▶ [AUFGABENDETAILS]
Beantworte anhand des Auszugs über den Garten kurz:
(a) Wodurch sind viele der Blumenwiesen entstanden?
(b) Welches Gestein wird als Beispiel für die Region genannt?
(c) Wer hat die Walnussbäume gepflanzt?

Was verbinden Sie persönlich mit dem Garten?
Es ist die Verbindung zwischen Mensch und Natur. Menschen aus dem Dorf bringen sich mit ein durch Arbeit und Ideen. Viele unserer Blumenwiesen sind durch Mähgutübertragungen entstanden, aus dem Ort, für den Ort. Das Gefühl entsteht, Schöpfer unseres Umfeldes zu sein. Gemeinsames Handeln und Verstehen kann Glücksgefühle hervorrufen, hier entsteht Kultur mit der Natur zusammen.
Was verbindet Sie mit der Region?
Die Region von der geologischen Seite zu verstehen ist ein wichtiger Schritt, aber auch von der Geschichte der Menschen her, die hier gelebt haben. Ein Beispiel, auf unsere Region bezogen: Was ist Nagelfluh? Wie ist er entstanden? Welche Art von Kies gibt es hier, wie ist er hier hingekommen? Wie sind die Hügel und Täler entstanden? Warum haben sich die Menschen hier angesiedelt? Warum gab es hier so viele Burgen? Woran haben die Menschen gelitten, an was haben sie ihre Freude gehabt? Es sind viele Fragen, die wir uns hier im Dorf stellen. Die Antworten geben uns Mut, das Richtige für die Zukunft zu tun. Mit Respekt und Einsicht, in der sich Mensch und Natur begegnen und verbinden.
Was sind Ihre Lieblingsecken im Garten?
Gestern war es der Platz unter der Linde zum Mittag- und Abendessen. Heute ist es der Platz unter den Walnussbäumen, die von Eichhörnchen gepflanzt wurden. Plätze, an denen man den Wind hören und fühlen kann. Blumenwiesen durchschreiten, ihre Farben und ihren Duft in mich aufnehmen und Insekten beim emsigen Arbeiten beobachten, ohne dabei an Kompliziertes denken zu müssen - das ist pure Freude!
Welche Pflanzen mögen Sie besonders und warum?

▶ [GESPEICHERTE DATEN]
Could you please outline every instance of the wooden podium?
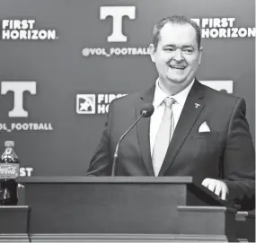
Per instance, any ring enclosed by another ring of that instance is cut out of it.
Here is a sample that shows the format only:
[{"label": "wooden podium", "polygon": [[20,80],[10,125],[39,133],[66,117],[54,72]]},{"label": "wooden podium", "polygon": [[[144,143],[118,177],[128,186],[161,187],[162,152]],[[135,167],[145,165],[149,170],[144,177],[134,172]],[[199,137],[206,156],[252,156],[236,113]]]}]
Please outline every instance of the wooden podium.
[{"label": "wooden podium", "polygon": [[18,182],[31,209],[32,242],[238,241],[236,211],[190,177]]}]

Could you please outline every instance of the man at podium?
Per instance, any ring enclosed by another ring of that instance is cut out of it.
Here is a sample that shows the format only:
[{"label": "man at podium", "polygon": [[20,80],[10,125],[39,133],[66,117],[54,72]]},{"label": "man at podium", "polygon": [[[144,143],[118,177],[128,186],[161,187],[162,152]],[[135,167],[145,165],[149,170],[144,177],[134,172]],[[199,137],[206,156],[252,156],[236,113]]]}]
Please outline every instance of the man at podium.
[{"label": "man at podium", "polygon": [[197,80],[200,28],[166,17],[154,25],[149,48],[158,79],[111,102],[87,175],[191,176],[223,200],[251,198],[255,157],[245,101]]}]

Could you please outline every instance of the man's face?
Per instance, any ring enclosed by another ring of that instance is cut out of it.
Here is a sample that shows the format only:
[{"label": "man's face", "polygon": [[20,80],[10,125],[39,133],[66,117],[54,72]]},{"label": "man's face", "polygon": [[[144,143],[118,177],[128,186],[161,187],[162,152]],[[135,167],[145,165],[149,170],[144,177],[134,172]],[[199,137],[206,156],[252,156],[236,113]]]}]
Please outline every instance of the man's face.
[{"label": "man's face", "polygon": [[163,84],[186,86],[195,77],[203,48],[199,50],[196,30],[191,25],[166,23],[160,31],[156,49],[151,44],[150,50]]}]

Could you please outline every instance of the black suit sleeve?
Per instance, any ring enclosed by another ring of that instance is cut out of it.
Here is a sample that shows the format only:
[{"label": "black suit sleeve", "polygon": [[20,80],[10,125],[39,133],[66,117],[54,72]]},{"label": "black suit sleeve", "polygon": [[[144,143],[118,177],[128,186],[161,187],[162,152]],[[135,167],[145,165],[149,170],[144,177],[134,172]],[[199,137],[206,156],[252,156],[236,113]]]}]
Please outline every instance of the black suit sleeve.
[{"label": "black suit sleeve", "polygon": [[223,153],[224,181],[229,189],[228,198],[234,199],[237,204],[254,198],[255,192],[255,151],[245,110],[244,100],[239,99],[231,116]]},{"label": "black suit sleeve", "polygon": [[109,113],[107,114],[105,126],[100,143],[96,148],[96,152],[90,162],[86,176],[110,176],[112,160],[110,155],[110,120],[111,120],[111,108],[112,103],[109,106]]}]

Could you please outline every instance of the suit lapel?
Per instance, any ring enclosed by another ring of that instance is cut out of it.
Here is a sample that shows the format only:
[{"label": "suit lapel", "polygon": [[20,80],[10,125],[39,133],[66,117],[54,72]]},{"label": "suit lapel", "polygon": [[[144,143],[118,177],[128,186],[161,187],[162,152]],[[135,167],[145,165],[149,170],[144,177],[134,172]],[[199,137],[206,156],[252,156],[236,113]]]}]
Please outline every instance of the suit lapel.
[{"label": "suit lapel", "polygon": [[[152,103],[154,93],[154,85],[149,90],[142,93],[139,97],[139,104],[136,108],[137,118],[140,116],[140,109],[145,103]],[[138,143],[141,151],[141,155],[147,171],[150,176],[154,176],[154,169],[152,165],[151,154],[150,154],[150,139],[149,139],[149,127],[150,117],[143,117],[137,125]]]},{"label": "suit lapel", "polygon": [[204,108],[203,98],[203,86],[195,80],[172,137],[159,176],[163,176],[166,169],[171,166],[199,115],[202,111]]}]

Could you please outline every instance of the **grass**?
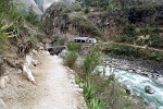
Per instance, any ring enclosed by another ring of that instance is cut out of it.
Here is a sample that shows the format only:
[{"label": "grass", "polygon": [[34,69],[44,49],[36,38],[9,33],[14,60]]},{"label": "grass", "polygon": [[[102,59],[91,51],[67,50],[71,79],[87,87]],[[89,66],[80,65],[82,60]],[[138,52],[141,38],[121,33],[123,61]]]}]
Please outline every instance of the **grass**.
[{"label": "grass", "polygon": [[77,55],[75,52],[68,52],[64,59],[64,64],[71,69],[75,68]]}]

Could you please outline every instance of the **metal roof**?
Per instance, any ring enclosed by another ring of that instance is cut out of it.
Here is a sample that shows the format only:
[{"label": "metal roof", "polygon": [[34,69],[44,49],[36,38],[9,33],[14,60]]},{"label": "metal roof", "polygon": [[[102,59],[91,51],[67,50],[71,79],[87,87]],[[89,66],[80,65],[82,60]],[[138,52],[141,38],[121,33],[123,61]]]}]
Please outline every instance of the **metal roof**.
[{"label": "metal roof", "polygon": [[87,40],[89,37],[74,37],[73,39],[82,39],[82,40]]}]

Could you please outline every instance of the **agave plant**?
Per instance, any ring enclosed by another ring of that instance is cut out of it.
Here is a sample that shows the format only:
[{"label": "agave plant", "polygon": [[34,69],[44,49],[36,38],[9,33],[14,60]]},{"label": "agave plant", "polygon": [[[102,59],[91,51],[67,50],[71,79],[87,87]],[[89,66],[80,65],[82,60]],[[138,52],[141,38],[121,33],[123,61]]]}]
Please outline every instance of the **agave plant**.
[{"label": "agave plant", "polygon": [[87,98],[87,100],[90,100],[91,98],[95,97],[96,87],[92,82],[85,82],[83,88],[84,88],[84,95]]},{"label": "agave plant", "polygon": [[88,105],[88,109],[105,109],[105,106],[102,100],[93,97]]},{"label": "agave plant", "polygon": [[13,25],[13,23],[5,23],[5,24],[0,24],[0,51],[2,50],[2,48],[4,48],[4,46],[8,43],[8,38],[12,37],[11,35],[8,35],[8,33],[5,33],[5,31],[11,27]]}]

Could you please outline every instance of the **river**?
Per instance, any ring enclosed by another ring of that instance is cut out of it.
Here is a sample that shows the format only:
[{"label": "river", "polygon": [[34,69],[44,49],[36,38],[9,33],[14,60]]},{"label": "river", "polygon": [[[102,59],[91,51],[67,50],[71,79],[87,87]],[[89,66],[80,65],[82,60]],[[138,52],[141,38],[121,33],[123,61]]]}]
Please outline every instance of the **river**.
[{"label": "river", "polygon": [[[102,66],[97,68],[100,72],[103,72]],[[129,71],[121,70],[121,69],[105,69],[105,76],[109,76],[113,72],[115,77],[120,83],[124,81],[130,81],[133,83],[131,89],[135,94],[137,94],[140,98],[148,102],[153,102],[158,109],[163,109],[163,85],[159,85],[155,83],[155,78],[149,78],[148,76],[130,73]],[[154,94],[148,94],[145,90],[145,87],[149,85],[155,92]]]}]

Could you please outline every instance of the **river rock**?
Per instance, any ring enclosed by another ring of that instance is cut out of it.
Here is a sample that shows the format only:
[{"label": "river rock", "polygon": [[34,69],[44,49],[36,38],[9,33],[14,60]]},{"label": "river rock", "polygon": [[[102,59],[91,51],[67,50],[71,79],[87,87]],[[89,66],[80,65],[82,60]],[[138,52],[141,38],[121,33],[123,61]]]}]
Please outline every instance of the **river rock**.
[{"label": "river rock", "polygon": [[7,109],[7,105],[5,102],[3,101],[3,99],[0,98],[0,109]]},{"label": "river rock", "polygon": [[136,72],[137,72],[137,73],[141,73],[141,70],[137,70]]},{"label": "river rock", "polygon": [[16,72],[17,74],[22,74],[22,73],[23,73],[21,69],[17,69],[15,72]]},{"label": "river rock", "polygon": [[3,64],[3,59],[0,57],[0,65],[2,65]]},{"label": "river rock", "polygon": [[124,85],[124,89],[126,90],[126,93],[133,94],[131,87],[133,87],[134,84],[133,84],[131,81],[125,80],[122,84]]},{"label": "river rock", "polygon": [[154,89],[151,87],[151,86],[149,86],[149,85],[147,85],[146,87],[145,87],[145,90],[146,90],[146,93],[148,93],[148,94],[154,94]]},{"label": "river rock", "polygon": [[5,84],[7,84],[5,78],[1,77],[0,78],[0,88],[2,88],[2,89],[5,88]]},{"label": "river rock", "polygon": [[156,84],[160,84],[160,85],[163,85],[163,77],[159,77],[156,81],[155,81]]},{"label": "river rock", "polygon": [[153,102],[146,102],[147,109],[156,109],[156,106]]}]

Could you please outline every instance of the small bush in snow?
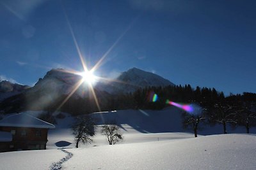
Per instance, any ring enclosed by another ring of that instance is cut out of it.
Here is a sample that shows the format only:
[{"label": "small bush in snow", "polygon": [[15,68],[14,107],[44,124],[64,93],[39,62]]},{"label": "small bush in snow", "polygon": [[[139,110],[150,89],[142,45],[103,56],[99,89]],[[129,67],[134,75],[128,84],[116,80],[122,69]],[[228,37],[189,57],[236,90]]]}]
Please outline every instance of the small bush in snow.
[{"label": "small bush in snow", "polygon": [[63,118],[65,118],[66,117],[66,116],[65,116],[64,114],[63,114],[63,113],[60,113],[59,114],[58,114],[58,115],[56,116],[56,117],[57,118],[63,119]]},{"label": "small bush in snow", "polygon": [[95,122],[89,115],[79,117],[72,128],[75,135],[76,147],[78,148],[80,142],[83,143],[91,143],[91,136],[95,135]]},{"label": "small bush in snow", "polygon": [[124,139],[122,134],[120,132],[119,129],[119,126],[115,122],[102,126],[101,133],[107,136],[109,145],[115,145]]}]

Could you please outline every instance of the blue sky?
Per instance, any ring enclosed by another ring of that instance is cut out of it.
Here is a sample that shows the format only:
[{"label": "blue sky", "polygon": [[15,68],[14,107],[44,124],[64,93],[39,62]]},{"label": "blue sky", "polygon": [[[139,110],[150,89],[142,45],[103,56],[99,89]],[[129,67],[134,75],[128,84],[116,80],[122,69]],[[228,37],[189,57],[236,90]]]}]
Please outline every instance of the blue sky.
[{"label": "blue sky", "polygon": [[[136,67],[175,84],[256,92],[256,1],[0,2],[0,77],[31,85],[51,68],[82,71],[67,20],[96,73]],[[118,40],[118,41],[117,41]]]}]

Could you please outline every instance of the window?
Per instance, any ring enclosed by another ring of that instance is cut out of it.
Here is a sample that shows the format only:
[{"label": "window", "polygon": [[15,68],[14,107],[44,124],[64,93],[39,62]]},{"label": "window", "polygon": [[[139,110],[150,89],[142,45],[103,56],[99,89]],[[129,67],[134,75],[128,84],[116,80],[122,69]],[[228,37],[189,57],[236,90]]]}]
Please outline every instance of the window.
[{"label": "window", "polygon": [[26,130],[21,130],[20,136],[27,136],[27,131]]},{"label": "window", "polygon": [[40,130],[37,130],[36,131],[36,136],[41,136],[41,131]]},{"label": "window", "polygon": [[15,129],[12,129],[12,130],[11,130],[11,134],[12,134],[12,135],[15,135],[15,134],[16,134],[16,130],[15,130]]},{"label": "window", "polygon": [[40,145],[36,145],[36,150],[40,150]]},{"label": "window", "polygon": [[45,146],[44,145],[40,145],[40,150],[44,150],[45,148]]}]

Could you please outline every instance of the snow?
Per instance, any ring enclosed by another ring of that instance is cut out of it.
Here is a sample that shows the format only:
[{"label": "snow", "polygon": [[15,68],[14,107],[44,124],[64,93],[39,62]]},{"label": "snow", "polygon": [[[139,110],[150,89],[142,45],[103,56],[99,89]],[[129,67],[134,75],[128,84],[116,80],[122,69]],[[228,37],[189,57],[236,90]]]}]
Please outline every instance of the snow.
[{"label": "snow", "polygon": [[8,142],[12,141],[12,135],[10,132],[0,131],[0,141]]},{"label": "snow", "polygon": [[225,134],[68,149],[66,169],[253,169],[256,137]]},{"label": "snow", "polygon": [[52,162],[65,156],[66,153],[58,150],[0,153],[0,169],[49,169]]},{"label": "snow", "polygon": [[[180,113],[172,107],[161,111],[95,113],[93,115],[99,122],[93,142],[80,144],[79,148],[75,148],[70,128],[74,118],[63,113],[65,118],[57,118],[56,129],[49,131],[47,150],[1,153],[0,169],[253,169],[256,167],[255,135],[200,135],[195,138],[193,133],[182,128]],[[124,139],[108,145],[106,138],[99,132],[104,120],[113,118],[121,126]],[[218,126],[206,127],[199,134],[214,131],[221,133],[218,129]],[[228,130],[245,132],[243,128]]]},{"label": "snow", "polygon": [[46,129],[55,128],[54,125],[32,117],[26,113],[15,114],[3,119],[0,121],[0,126]]}]

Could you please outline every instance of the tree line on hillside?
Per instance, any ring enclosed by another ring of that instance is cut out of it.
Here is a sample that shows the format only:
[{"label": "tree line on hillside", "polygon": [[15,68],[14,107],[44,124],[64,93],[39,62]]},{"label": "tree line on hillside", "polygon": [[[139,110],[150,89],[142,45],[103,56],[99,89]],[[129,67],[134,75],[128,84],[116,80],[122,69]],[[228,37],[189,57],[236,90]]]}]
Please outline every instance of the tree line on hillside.
[{"label": "tree line on hillside", "polygon": [[[255,126],[256,122],[256,94],[253,93],[244,92],[225,97],[223,92],[218,92],[214,88],[196,87],[194,89],[189,85],[186,85],[149,87],[125,94],[111,95],[97,90],[95,94],[100,110],[161,110],[170,106],[166,103],[168,100],[178,103],[196,104],[202,108],[200,115],[184,114],[183,117],[185,120],[187,120],[184,121],[184,126],[188,126],[186,124],[194,125],[194,131],[197,129],[199,123],[204,122],[209,124],[221,124],[223,133],[227,133],[227,125],[228,124],[244,126],[246,132],[249,133],[250,128]],[[152,94],[157,95],[156,100],[152,100]],[[50,115],[55,111],[61,111],[70,113],[72,115],[100,111],[92,96],[85,98],[71,97],[64,104],[61,104],[67,97],[67,96],[63,95],[48,101],[49,104],[47,105],[40,103],[31,104],[33,101],[38,101],[38,99],[42,97],[41,95],[43,94],[32,94],[26,96],[22,94],[13,96],[0,103],[0,110],[3,111],[4,113],[25,110],[45,110]]]}]

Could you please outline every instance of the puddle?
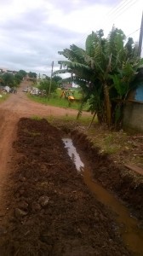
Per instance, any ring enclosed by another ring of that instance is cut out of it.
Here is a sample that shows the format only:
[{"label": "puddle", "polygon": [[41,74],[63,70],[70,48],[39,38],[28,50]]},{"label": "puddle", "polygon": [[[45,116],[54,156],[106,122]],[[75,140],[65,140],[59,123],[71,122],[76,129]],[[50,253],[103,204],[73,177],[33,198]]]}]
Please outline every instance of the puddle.
[{"label": "puddle", "polygon": [[117,213],[116,220],[119,225],[123,240],[129,250],[132,251],[134,256],[143,255],[143,230],[139,228],[140,223],[136,218],[130,216],[129,210],[111,193],[93,181],[90,170],[86,166],[72,144],[71,138],[64,138],[65,147],[68,154],[76,165],[77,170],[83,171],[84,183],[95,198]]},{"label": "puddle", "polygon": [[84,167],[84,164],[81,161],[79,154],[77,152],[76,148],[73,146],[72,140],[70,138],[63,138],[62,141],[65,144],[65,148],[67,148],[68,154],[73,160],[77,170],[78,172],[81,172]]}]

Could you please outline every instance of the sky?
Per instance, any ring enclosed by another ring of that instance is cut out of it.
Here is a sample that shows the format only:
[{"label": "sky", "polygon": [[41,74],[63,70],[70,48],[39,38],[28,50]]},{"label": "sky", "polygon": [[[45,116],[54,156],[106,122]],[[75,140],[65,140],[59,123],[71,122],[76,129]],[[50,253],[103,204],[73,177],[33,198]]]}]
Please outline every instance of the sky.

▶ [ERGEBNIS DER AUFGABE]
(a) Durch Mähgutübertragungen aus dem Ort, für den Ort.
(b) Nagelfluh.
(c) Eichhörnchen.